Region pointing data:
*-*-*

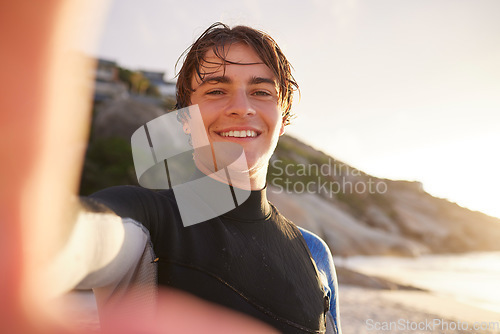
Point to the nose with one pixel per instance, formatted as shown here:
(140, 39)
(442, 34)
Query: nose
(240, 105)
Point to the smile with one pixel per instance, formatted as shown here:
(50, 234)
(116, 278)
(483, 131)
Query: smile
(239, 134)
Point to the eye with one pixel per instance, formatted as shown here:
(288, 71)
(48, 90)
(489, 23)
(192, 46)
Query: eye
(262, 93)
(215, 92)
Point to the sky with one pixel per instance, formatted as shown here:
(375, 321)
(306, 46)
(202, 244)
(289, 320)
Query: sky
(400, 89)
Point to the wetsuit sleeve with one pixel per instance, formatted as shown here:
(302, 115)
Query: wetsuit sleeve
(106, 243)
(324, 262)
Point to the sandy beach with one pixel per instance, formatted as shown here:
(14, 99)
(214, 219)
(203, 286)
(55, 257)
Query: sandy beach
(386, 311)
(363, 311)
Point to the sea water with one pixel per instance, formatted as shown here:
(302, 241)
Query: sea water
(473, 278)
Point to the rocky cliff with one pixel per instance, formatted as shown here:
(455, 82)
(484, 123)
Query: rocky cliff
(356, 213)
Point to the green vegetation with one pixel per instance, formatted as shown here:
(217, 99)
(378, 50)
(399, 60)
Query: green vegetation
(108, 162)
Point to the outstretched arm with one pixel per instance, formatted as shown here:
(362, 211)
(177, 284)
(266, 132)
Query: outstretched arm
(324, 262)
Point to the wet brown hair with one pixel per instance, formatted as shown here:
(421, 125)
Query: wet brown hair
(220, 36)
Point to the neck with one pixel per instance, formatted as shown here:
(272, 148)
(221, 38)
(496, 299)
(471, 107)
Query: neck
(243, 179)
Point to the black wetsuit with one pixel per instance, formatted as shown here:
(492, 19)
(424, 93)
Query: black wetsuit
(251, 259)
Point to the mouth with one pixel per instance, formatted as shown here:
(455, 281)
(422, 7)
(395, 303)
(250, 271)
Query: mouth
(239, 133)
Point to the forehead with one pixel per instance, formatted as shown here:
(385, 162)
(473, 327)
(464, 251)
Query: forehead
(239, 54)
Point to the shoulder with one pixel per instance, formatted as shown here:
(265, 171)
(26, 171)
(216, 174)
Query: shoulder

*-*-*

Description of the task:
In the records above, find each line with the word "shoulder" and copy it out.

Task response:
Point to the shoulder with one pixel per instance, formatted as shown here:
Query: shoulder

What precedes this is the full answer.